-- START Provided entries --

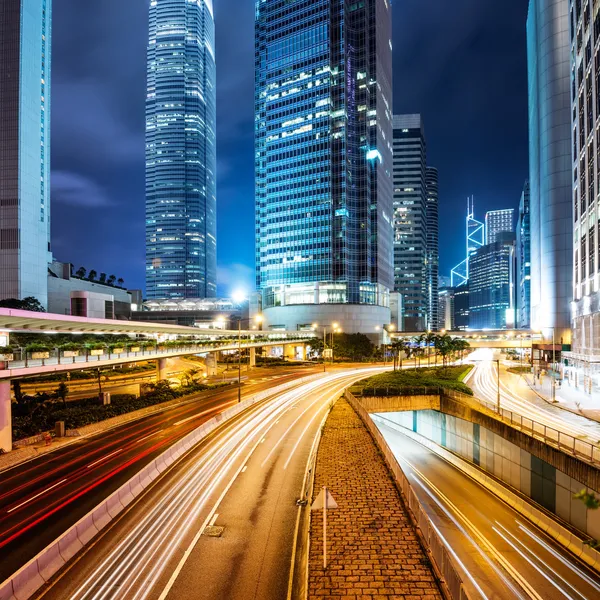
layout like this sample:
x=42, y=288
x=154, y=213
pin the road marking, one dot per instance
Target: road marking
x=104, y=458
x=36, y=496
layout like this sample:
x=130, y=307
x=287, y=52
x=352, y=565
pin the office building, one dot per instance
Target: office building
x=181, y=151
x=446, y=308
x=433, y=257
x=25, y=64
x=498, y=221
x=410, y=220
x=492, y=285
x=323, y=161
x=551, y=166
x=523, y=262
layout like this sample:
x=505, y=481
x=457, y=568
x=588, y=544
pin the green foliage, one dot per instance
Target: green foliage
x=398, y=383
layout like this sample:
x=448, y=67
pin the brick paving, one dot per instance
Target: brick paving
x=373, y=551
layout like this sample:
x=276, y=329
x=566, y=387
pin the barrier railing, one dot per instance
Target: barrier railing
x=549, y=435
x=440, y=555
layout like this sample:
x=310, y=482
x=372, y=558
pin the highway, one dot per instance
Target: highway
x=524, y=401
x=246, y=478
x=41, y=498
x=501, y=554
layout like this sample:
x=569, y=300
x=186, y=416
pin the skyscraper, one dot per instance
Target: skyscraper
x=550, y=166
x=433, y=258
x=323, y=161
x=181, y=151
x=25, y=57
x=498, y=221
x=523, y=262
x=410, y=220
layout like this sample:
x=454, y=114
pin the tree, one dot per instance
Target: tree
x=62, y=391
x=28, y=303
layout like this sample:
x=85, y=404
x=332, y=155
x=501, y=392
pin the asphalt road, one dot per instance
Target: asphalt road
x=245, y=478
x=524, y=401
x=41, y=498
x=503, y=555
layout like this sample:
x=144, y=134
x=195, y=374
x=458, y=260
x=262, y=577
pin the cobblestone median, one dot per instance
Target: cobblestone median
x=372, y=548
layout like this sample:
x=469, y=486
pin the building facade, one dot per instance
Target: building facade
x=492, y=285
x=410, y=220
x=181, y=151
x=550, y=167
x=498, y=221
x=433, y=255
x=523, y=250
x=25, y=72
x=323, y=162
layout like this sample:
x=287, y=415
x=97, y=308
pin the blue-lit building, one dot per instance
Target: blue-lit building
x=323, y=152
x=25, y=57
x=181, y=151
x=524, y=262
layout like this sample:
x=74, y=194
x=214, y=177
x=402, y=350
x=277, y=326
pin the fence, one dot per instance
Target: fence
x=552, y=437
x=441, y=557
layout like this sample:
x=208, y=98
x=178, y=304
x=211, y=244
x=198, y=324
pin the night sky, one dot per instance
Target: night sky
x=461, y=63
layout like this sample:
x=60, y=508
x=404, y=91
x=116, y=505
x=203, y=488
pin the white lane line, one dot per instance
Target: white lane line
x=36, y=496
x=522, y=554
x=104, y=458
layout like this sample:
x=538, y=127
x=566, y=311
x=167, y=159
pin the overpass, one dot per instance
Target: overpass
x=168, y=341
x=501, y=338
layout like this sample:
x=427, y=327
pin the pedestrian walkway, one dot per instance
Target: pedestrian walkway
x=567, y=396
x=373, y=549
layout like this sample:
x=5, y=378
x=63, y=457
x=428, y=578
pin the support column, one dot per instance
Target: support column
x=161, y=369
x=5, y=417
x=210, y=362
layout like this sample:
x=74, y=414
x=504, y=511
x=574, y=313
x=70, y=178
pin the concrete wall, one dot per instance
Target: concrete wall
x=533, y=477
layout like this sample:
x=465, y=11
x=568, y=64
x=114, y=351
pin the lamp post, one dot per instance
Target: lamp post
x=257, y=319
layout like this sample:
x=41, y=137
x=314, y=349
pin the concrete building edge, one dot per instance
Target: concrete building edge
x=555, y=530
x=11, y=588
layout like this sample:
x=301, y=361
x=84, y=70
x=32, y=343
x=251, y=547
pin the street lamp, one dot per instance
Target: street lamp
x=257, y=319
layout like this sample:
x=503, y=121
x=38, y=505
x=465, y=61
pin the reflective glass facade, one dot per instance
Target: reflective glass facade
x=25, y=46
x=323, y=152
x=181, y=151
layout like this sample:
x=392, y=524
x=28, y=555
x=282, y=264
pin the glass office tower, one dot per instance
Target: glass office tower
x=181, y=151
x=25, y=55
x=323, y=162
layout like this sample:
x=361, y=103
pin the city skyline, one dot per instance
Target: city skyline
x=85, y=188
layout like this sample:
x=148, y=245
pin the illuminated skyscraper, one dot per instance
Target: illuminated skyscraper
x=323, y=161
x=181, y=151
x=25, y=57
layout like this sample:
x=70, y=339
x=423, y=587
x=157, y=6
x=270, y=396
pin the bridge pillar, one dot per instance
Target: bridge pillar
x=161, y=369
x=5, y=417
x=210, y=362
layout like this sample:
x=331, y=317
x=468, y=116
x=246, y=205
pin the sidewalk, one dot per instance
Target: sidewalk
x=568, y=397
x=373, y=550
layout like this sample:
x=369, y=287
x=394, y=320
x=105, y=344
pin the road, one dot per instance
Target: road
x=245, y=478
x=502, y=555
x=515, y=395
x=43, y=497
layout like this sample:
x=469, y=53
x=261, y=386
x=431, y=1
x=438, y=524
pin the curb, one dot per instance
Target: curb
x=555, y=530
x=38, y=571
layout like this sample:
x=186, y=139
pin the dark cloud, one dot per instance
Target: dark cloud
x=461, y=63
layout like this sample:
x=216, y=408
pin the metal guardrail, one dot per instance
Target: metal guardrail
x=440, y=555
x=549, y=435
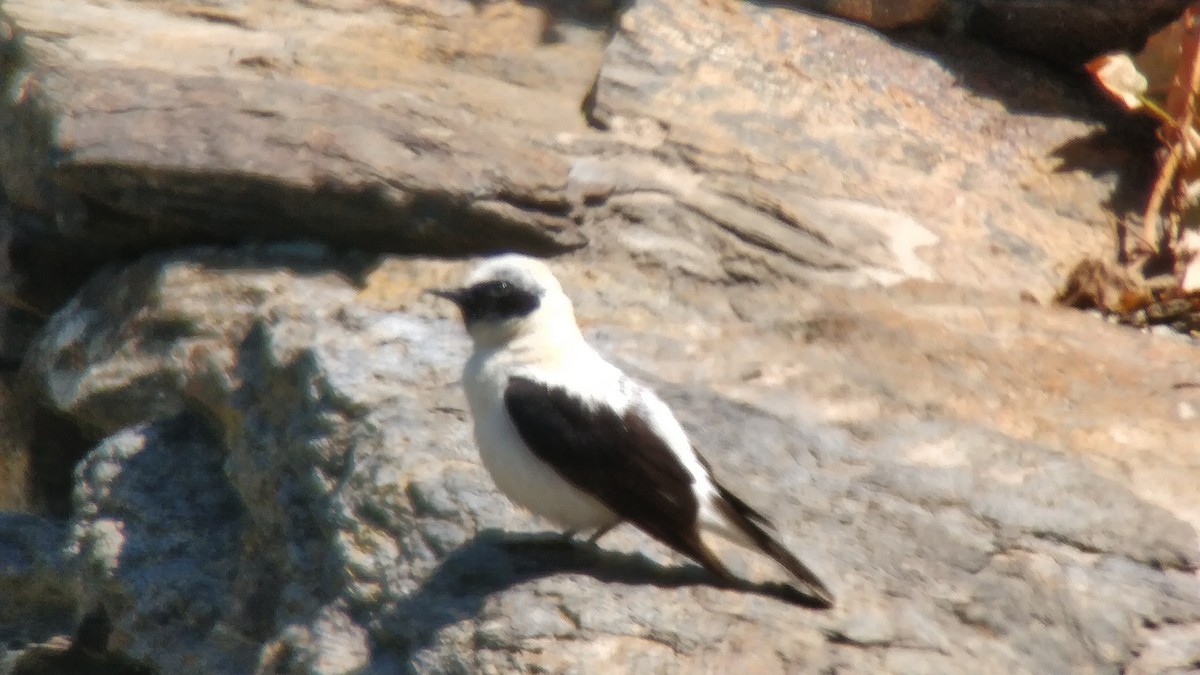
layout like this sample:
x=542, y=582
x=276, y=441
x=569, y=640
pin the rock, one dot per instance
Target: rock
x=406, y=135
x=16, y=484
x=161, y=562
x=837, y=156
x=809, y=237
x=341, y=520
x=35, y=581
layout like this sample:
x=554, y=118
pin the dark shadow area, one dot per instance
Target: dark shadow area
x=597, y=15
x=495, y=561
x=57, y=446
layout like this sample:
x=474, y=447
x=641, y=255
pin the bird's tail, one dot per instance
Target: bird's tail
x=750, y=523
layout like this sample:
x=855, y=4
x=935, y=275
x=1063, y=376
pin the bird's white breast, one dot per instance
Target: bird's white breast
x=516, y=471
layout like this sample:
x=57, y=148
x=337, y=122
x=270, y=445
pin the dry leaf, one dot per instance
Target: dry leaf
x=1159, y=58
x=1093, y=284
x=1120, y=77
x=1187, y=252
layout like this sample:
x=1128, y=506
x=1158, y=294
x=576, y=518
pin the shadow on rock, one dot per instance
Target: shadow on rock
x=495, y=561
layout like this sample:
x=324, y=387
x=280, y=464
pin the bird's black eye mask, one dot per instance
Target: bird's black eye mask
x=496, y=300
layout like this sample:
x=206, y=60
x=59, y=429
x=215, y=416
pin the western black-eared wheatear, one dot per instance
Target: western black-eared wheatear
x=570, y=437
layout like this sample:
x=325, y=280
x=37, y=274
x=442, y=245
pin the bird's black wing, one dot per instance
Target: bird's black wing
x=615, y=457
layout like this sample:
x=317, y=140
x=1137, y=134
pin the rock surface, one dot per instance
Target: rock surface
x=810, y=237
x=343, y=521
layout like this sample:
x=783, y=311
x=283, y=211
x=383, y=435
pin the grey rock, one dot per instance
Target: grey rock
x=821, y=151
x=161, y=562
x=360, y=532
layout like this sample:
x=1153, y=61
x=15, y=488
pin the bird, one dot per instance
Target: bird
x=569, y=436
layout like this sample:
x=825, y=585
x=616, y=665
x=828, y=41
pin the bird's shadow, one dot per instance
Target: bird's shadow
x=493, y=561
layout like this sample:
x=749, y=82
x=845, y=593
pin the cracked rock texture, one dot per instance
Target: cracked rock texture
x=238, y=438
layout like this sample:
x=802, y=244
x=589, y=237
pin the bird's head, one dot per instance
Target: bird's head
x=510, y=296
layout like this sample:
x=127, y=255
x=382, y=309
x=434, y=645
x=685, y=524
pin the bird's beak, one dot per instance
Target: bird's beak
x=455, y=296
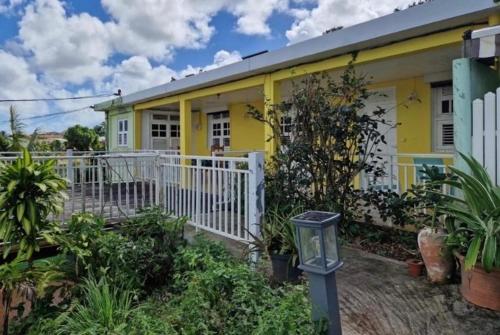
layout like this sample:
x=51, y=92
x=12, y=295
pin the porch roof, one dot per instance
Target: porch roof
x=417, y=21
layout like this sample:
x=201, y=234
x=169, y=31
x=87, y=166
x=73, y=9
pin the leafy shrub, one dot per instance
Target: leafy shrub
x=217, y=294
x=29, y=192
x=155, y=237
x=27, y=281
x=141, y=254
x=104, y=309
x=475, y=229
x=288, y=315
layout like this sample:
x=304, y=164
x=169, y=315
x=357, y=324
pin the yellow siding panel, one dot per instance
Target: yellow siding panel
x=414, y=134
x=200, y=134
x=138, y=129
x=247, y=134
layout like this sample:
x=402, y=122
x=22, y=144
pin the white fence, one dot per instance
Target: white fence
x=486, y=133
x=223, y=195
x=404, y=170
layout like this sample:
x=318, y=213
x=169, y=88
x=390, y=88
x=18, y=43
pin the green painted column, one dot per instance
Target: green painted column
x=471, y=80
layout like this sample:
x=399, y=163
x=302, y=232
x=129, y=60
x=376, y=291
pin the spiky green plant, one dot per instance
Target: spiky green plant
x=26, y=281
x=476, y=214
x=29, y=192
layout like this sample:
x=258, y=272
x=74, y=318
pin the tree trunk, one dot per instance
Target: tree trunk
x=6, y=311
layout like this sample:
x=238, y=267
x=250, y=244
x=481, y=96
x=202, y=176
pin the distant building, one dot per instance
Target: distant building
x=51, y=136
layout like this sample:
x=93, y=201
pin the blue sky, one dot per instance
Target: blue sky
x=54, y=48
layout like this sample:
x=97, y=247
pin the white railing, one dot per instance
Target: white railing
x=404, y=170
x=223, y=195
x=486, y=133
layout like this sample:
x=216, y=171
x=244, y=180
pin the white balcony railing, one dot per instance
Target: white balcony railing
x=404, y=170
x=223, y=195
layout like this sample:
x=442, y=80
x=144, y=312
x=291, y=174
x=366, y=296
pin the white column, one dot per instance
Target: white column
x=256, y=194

-- END Provided entries --

» **What you have to do**
Copy the data above word for word, starting at the beginning of the data and ending at the line that contains "x=372, y=548", with both ends included. Leave the pictures out of your copy.

» **Task answer**
layout like this sample:
x=42, y=288
x=154, y=213
pin the road marking, one dot per instance
Target: road marking
x=104, y=458
x=36, y=496
layout like this sample:
x=130, y=307
x=287, y=52
x=352, y=565
pin the office building, one dot per instance
Target: office building
x=181, y=151
x=446, y=308
x=433, y=257
x=25, y=64
x=498, y=221
x=410, y=220
x=492, y=285
x=323, y=161
x=551, y=166
x=523, y=262
layout like this sample:
x=505, y=481
x=457, y=568
x=588, y=544
pin the green foliage, one dot per instance
Target: green foliage
x=398, y=383
layout like this sample:
x=448, y=67
pin the brick paving, one dot per instance
Target: brick paving
x=373, y=551
layout like this sample:
x=276, y=329
x=566, y=387
pin the barrier railing, one dot per instance
Target: barrier railing
x=549, y=435
x=440, y=555
layout like this sample:
x=310, y=482
x=372, y=558
pin the highway, one dot per instance
Target: highway
x=524, y=401
x=246, y=478
x=41, y=498
x=501, y=554
layout like this sample:
x=569, y=300
x=186, y=416
pin the skyscraper, one dot per instance
Target: skyscraper
x=550, y=166
x=433, y=258
x=323, y=161
x=181, y=151
x=25, y=57
x=498, y=221
x=523, y=262
x=410, y=220
layout like this sample:
x=454, y=114
pin the tree, one dot per instance
Target: tree
x=62, y=391
x=28, y=303
layout like this sample:
x=85, y=404
x=332, y=155
x=501, y=392
pin the asphalt road, one dot per instance
Target: asphalt road
x=245, y=478
x=524, y=401
x=41, y=498
x=503, y=555
layout like this sample:
x=144, y=134
x=195, y=374
x=458, y=260
x=262, y=577
pin the cobblestone median, one dot per instance
Target: cobblestone median
x=372, y=548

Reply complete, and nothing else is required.